• _Material provided_
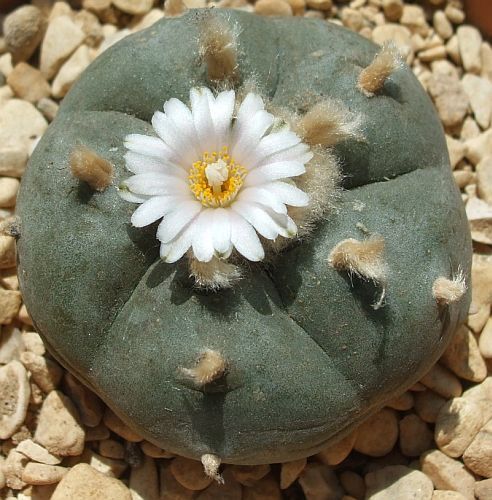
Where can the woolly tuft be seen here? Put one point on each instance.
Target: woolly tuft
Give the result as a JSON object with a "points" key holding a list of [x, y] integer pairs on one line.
{"points": [[218, 48], [214, 275], [89, 167], [327, 123], [211, 464], [363, 259], [387, 61], [210, 366], [447, 291]]}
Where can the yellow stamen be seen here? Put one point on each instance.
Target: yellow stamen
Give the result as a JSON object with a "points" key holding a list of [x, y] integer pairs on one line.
{"points": [[216, 179]]}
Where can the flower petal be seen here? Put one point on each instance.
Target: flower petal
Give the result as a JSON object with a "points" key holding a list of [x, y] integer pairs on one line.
{"points": [[153, 209], [155, 184], [203, 247], [273, 171], [245, 239], [176, 220], [221, 231]]}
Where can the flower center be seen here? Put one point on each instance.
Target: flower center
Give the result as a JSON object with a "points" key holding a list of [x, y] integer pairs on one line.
{"points": [[216, 179]]}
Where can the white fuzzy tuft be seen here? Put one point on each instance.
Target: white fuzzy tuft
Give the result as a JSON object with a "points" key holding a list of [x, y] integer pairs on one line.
{"points": [[371, 79], [447, 291]]}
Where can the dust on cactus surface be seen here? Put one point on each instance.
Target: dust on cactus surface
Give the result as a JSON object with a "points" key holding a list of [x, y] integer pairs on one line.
{"points": [[253, 245]]}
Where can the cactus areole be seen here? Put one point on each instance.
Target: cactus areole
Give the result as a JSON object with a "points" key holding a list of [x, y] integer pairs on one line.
{"points": [[232, 232]]}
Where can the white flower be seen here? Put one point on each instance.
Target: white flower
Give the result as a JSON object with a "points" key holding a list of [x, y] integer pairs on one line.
{"points": [[214, 179]]}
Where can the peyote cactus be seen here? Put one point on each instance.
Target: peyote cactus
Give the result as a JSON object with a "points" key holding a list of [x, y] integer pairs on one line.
{"points": [[244, 326]]}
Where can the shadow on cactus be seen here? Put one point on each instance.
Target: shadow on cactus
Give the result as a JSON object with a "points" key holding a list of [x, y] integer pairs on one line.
{"points": [[243, 234]]}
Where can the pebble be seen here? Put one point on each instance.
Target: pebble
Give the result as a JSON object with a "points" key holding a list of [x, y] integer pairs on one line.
{"points": [[377, 435], [23, 30], [83, 482], [290, 471], [37, 453], [70, 71], [442, 381], [470, 45], [447, 473], [45, 372], [415, 436], [319, 481], [59, 430], [42, 474], [449, 97], [478, 455], [62, 37], [479, 92], [144, 481], [10, 301], [273, 8], [115, 424], [338, 452], [483, 489], [89, 405], [457, 424], [398, 481], [14, 398], [189, 473], [28, 83]]}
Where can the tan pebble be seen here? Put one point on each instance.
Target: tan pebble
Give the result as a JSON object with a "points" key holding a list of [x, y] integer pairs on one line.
{"points": [[33, 342], [249, 474], [447, 495], [442, 381], [42, 473], [97, 433], [115, 424], [71, 70], [59, 429], [339, 451], [290, 471], [13, 468], [170, 488], [415, 436], [107, 466], [144, 481], [470, 45], [153, 451], [484, 179], [479, 92], [483, 489], [83, 482], [89, 405], [45, 372], [189, 473], [14, 398], [462, 356], [442, 25], [273, 8], [398, 481], [230, 490], [62, 37], [7, 253], [353, 484], [403, 402], [111, 449], [28, 83], [447, 473], [377, 435], [23, 30], [319, 481], [478, 455], [37, 453], [457, 424], [428, 404]]}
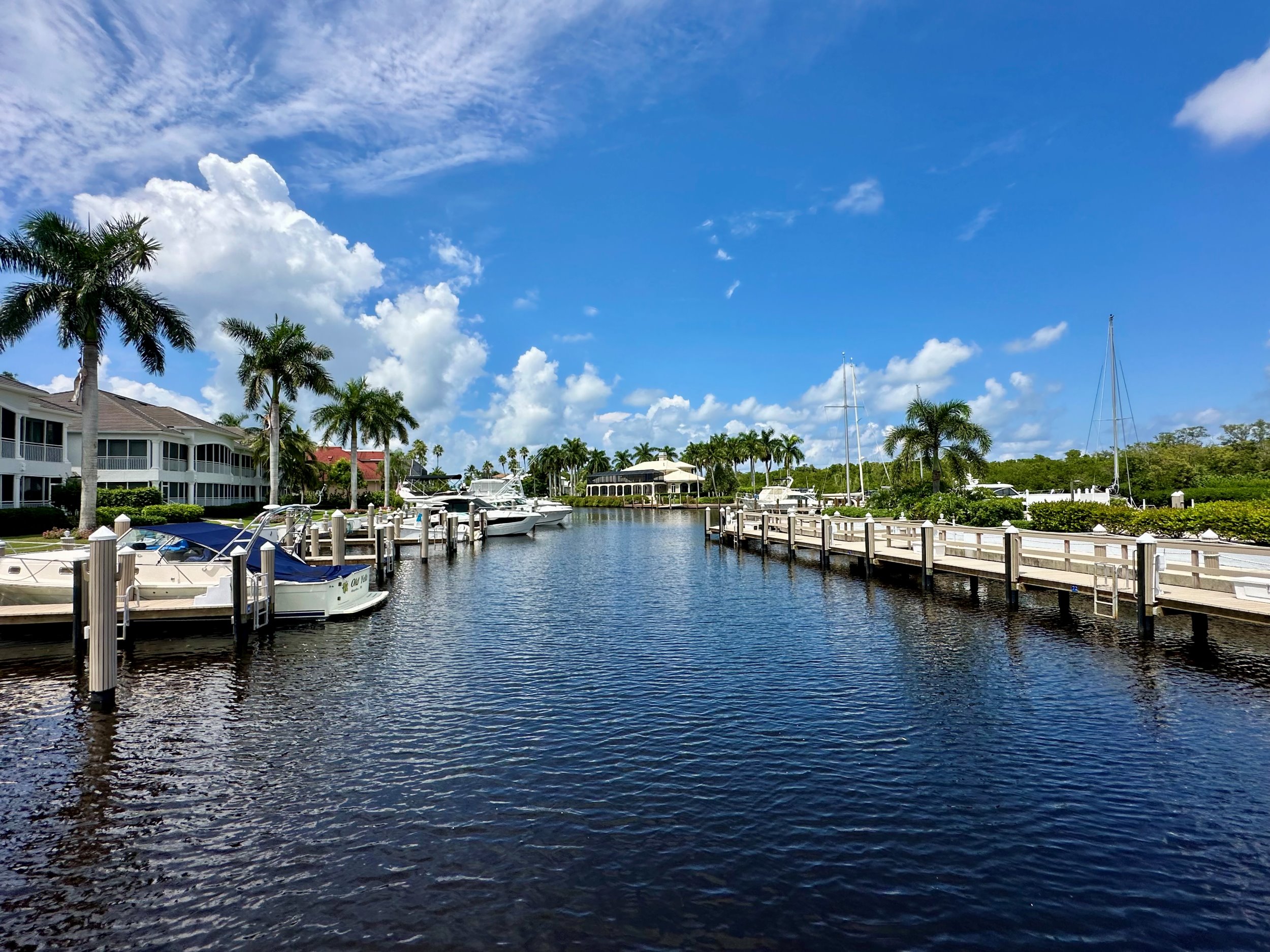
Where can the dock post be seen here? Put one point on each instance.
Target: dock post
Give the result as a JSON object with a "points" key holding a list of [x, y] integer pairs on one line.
{"points": [[870, 544], [1010, 542], [929, 556], [238, 560], [379, 555], [1146, 584], [1199, 626], [337, 537], [102, 640], [267, 569], [125, 577], [79, 590]]}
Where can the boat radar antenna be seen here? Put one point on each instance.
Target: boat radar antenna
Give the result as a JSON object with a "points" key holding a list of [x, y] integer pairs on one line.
{"points": [[846, 424]]}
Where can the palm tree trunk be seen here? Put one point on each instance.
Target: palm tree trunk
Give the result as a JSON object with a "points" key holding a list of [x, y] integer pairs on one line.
{"points": [[352, 466], [275, 443], [89, 407]]}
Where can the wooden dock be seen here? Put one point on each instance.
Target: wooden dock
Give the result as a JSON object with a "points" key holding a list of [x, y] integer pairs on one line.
{"points": [[1178, 577]]}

• _Requirement_
Pictures are excluded; repeat every record exactly.

• _Exercise output_
Where can the woolly tuft be seen here? Put one point on each instance.
Target: woolly tuft
Give the result as a JSON object with a "points" key holding a list of [x, y] integer pairs on one line.
{"points": [[218, 48], [214, 275], [89, 167], [327, 123], [211, 464], [363, 259], [387, 61], [210, 366], [447, 291]]}
Where can the yellow stamen be seen here? Put one point on each instance.
Target: yellow stamen
Give the result as a JSON object with a "points" key holding a list of [x, y] integer pairs on one line.
{"points": [[216, 179]]}
Where can the flower petal be seen here? Put one point on each instance.
Target: flower petal
Give the result as a JSON object with a "points" key holding a list of [x, y] integer pairs on one line.
{"points": [[153, 209], [155, 184], [203, 247], [273, 171], [245, 239], [176, 220], [221, 231]]}
Where can the flower center be seen here? Put one point on each instance.
Target: flower center
Give the result as a JSON object with a "points" key holding a list of [x, y] integer pairs on one line.
{"points": [[216, 179]]}
Where can the white fuzzy tuft be seen here? Put one point on each instance.
Target: white fuzzy tuft
Give the result as a JSON object with a "points" key holding a list of [x, y] integer pairs on one line.
{"points": [[371, 79], [447, 291]]}
Where can the dust on cactus surface be seen here? Put one point on each instance.
Target: dust on cactus surface
Give the result as a JSON object with a "points" key holding a list of [x, y] integer pairs on one line.
{"points": [[253, 245]]}
Where can the cactus areole be seen here? Put one point on each instance.
Target: cactus areole
Give the result as a JSON object with a "points" key holding a list of [x, y] integer pairs on one line.
{"points": [[232, 232]]}
Where can the white flower be seen here? Put one point on each instance.
Target: white flower
Give the result as a JSON object with a "points" key holding a list of [x, y] integer pairs on one line.
{"points": [[214, 179]]}
Where can the peyote cactus be seen here? Put one point on each instance.
Target: peyote cactus
Give the result as a JSON object with a "points" key holding a list of [x, y] integer pairs on one line.
{"points": [[244, 326]]}
Where can the shadow on cactus be seen here? Put one point on each instance.
Target: shadow on cactus
Give the result as a JSON object with a "points" key holding a list of [x, y] integer pairs on one line.
{"points": [[243, 234]]}
Where can the pebble be seen here? Put one point on each instance.
Target: pebble
Give the result as a JSON object with a "points" key holding a list of [x, y] integer pairs on one line.
{"points": [[377, 435], [23, 30], [83, 482], [290, 471], [37, 453], [70, 71], [442, 381], [470, 45], [447, 473], [45, 372], [415, 436], [319, 481], [59, 430], [42, 474], [449, 97], [478, 455], [62, 37], [479, 92], [144, 481], [10, 301], [273, 8], [115, 424], [338, 452], [483, 489], [89, 405], [457, 424], [398, 481], [14, 398], [189, 473], [28, 83]]}
Where can the tan pebble be seen here? Put one point on each instance.
Target: tan pebble
Give the result as a JSON object with a "points" key holding a list of [x, y] integer pairs on one line.
{"points": [[33, 342], [249, 474], [447, 495], [442, 381], [42, 473], [97, 433], [115, 424], [71, 70], [59, 429], [339, 451], [290, 471], [13, 468], [170, 488], [415, 436], [107, 466], [144, 481], [470, 45], [153, 451], [484, 179], [479, 92], [483, 489], [83, 482], [89, 405], [45, 372], [189, 473], [14, 398], [462, 356], [442, 25], [273, 8], [398, 481], [230, 490], [62, 37], [7, 253], [353, 484], [403, 402], [111, 449], [28, 83], [447, 473], [377, 435], [23, 30], [319, 481], [478, 455], [37, 453], [457, 424], [428, 404]]}
Where can the dock post be seen here? Put one point on each instance.
Target: dock post
Give the result as a JSON object with a "points" key holding a list of [x, y] integer pairs on one line.
{"points": [[870, 544], [1010, 542], [929, 556], [238, 560], [379, 555], [1146, 584], [1199, 626], [337, 537], [102, 640], [267, 569], [125, 577], [79, 590]]}
Where can the boat radar antenna be seen here? Put one point on each instance.
Target: boat radar antenna
Give the result as a JSON object with a "points" key holding a list of [x, y] integer pairs on one line.
{"points": [[846, 424]]}
Where can the palm tree trunk be seen here? Put one point on each instance.
Target: palm tree trunk
Give the result as a JSON object with a "points" key holding a list of [x, y] integer pairs on one line.
{"points": [[352, 466], [275, 443], [89, 407]]}
Where can the wooden dock be seen here? Put one point on each instance.
Target: wooden dock
Give the result as a JSON object with a "points" key holding a list of [x, y] integer pairs on one line.
{"points": [[1178, 577]]}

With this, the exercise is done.